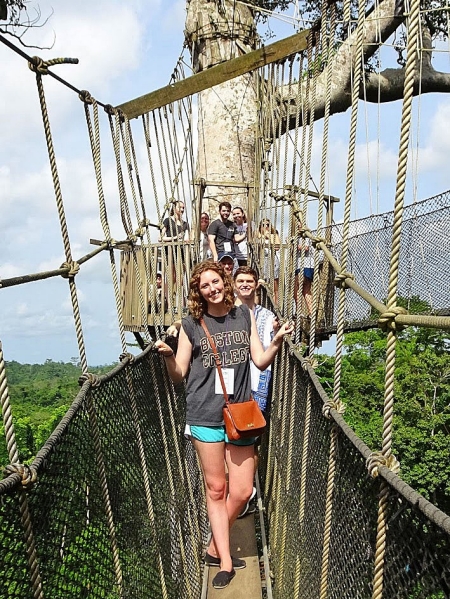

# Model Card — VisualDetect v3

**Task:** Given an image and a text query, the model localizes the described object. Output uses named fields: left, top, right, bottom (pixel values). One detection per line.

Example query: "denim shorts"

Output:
left=184, top=424, right=256, bottom=445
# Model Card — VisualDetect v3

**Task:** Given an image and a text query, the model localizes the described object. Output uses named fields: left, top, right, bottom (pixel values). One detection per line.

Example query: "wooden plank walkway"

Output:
left=202, top=512, right=262, bottom=599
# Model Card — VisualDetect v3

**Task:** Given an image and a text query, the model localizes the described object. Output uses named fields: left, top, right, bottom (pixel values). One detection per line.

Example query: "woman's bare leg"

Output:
left=193, top=439, right=232, bottom=572
left=208, top=443, right=255, bottom=569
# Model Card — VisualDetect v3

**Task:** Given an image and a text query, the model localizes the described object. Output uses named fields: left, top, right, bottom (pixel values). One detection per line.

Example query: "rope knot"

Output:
left=4, top=463, right=37, bottom=489
left=333, top=270, right=355, bottom=289
left=78, top=89, right=94, bottom=104
left=311, top=237, right=327, bottom=247
left=366, top=451, right=400, bottom=478
left=378, top=306, right=408, bottom=333
left=28, top=56, right=79, bottom=75
left=302, top=356, right=319, bottom=371
left=103, top=104, right=116, bottom=116
left=28, top=56, right=48, bottom=75
left=119, top=352, right=134, bottom=364
left=322, top=399, right=346, bottom=420
left=78, top=372, right=101, bottom=387
left=60, top=261, right=80, bottom=279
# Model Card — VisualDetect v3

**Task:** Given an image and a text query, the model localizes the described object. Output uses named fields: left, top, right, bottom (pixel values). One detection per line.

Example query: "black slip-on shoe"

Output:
left=213, top=569, right=236, bottom=589
left=204, top=553, right=247, bottom=570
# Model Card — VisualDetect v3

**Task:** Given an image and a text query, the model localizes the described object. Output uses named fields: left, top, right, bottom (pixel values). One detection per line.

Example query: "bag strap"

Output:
left=200, top=318, right=230, bottom=404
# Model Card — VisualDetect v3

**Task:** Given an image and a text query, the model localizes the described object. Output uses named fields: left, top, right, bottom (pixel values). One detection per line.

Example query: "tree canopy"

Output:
left=319, top=327, right=450, bottom=513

:: Goal ::
Gather every line of the records above that contains the string "Example". Case counts.

:: Answer to the problem ::
Example query: "denim shorts"
Example query: "wooden plank walkway"
Example query: "woman's bare leg"
Example query: "rope knot"
Example query: "black slip-on shoe"
Example query: "bag strap"
Example query: "tree canopy"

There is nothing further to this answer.